VORLIEGENDER TEXT.
-*-*-

Wer ARD sagt, muss auch BRD sagen

Warum eine Reform des öffentlich-rechtlichen Fernsehens am Beharrungsvermögen der Länder scheitern wird

Tilmann P. Gangloff

Tilmann P. Gangloff ist freiberuflicher Medienfachjournalist.

Wie steht es aktuell um den öffentlich-rechtlichen Rundfunk? Nach der Entlassung der RBB-Intendantin Patricia Schlesinger stehen ARD, ZDF und Co. unter Druck, sich zu reformieren. Woran dies Scheitern wird und welche Rolle die Gremlins dabei einnehmen, erläutert Medienfachjournalist Tilmann P. Gangloff.

Online seit 10.02.2023: https://mediendiskurs.online/beitrag/wer-ard-sagt-muss-auch-brd-sagen-beitrag-772/

 

 

Jeder weiß es, keiner tut was: Eine Reform der ARD ist seit Jahren überfällig. Spätestens der Skandal rund um die im August 2022 fristlos entlassene RBB-Intendantin Patricia Schlesinger hat sämtlichen Beteiligten vor Augen geführt, dass es so nicht weitergehen kann. Dank der sogenannten Babyboomer, wie die Angehörigen der geburtenstarken Jahrgänge zwischen 1955 und 1969 genannt werden, können die beiden öffentlich-rechtlichen Hauptprogramme zwar auf einen nach wie vor regen Zuspruch des TV-Publikums verweisen – zumal das Zweite ohnehin seit Jahren unangefochtener Marktführer ist –, aber irgendwann werden die Babyboomer immer weniger, und dann haben ARD und ZDF ein echtes Problem. Die Baustellen sind allerdings schon jetzt offensichtlich.

-*-*-

Gib den Beitrag über die ARD-Reform vollständig und wortgetreu wieder.

(Beispiele zur Punktbeschriftung)
-*-*-

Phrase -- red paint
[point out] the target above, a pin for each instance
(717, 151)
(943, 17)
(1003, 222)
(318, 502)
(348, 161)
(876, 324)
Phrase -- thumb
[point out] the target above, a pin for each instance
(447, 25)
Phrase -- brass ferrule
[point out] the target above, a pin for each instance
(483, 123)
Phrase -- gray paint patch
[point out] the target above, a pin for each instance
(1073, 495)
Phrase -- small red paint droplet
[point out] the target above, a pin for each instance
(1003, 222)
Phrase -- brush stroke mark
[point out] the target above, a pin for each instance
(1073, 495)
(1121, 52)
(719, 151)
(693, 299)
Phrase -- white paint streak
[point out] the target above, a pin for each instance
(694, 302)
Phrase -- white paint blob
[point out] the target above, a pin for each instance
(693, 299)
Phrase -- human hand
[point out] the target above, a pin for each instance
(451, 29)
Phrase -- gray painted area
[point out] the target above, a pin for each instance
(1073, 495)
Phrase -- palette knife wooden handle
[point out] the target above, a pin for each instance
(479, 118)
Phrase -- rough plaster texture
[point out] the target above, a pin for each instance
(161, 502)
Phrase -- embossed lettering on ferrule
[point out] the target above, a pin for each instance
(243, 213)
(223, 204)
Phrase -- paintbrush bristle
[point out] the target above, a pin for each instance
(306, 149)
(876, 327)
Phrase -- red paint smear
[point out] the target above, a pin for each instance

-*-*-

ERGEBNIS.
Wer ARD sagt, muss auch BRD sagen

Warum eine Reform des öffentlich-rechtlichen Fernsehens am Beharrungsvermögen der Länder scheitern wird

Tilmann P. Gangloff

Tilmann P. Gangloff ist freiberuflicher Medienfachjournalist.

Wie steht es aktuell um den öffentlich-rechtlichen Rundfunk? Nach der Entlassung der RBB-Intendantin Patricia Schlesinger stehen ARD, ZDF und Co. unter Druck, sich zu reformieren. Woran dies Scheitern wird und welche Rolle die Gremlins dabei einnehmen, erläutert Medienfachjournalist Tilmann P. Gangloff.

Online seit 10.02.2023: https://mediendiskurs.online/beitrag/wer-ard-sagt-muss-auch-brd-sagen-beitrag-772/

 

 

Jeder weiß es, keiner tut was: Eine Reform der ARD ist seit Jahren überfällig. Spätestens der Skandal rund um die im August 2022 fristlos entlassene RBB-Intendantin Patricia Schlesinger hat sämtlichen Beteiligten vor Augen geführt, dass es so nicht weitergehen kann. Dank der sogenannten Babyboomer, wie die Angehörigen der geburtenstarken Jahrgänge zwischen 1955 und 1969 genannt werden, können die beiden öffentlich-rechtlichen Hauptprogramme zwar auf einen nach wie vor regen Zuspruch des TV-Publikums verweisen – zumal das Zweite ohnehin seit Jahren unangefochtener Marktführer ist –, aber irgendwann werden die Babyboomer immer weniger, und dann haben ARD und ZDF ein echtes Problem. Die Baustellen sind allerdings schon jetzt offensichtlich.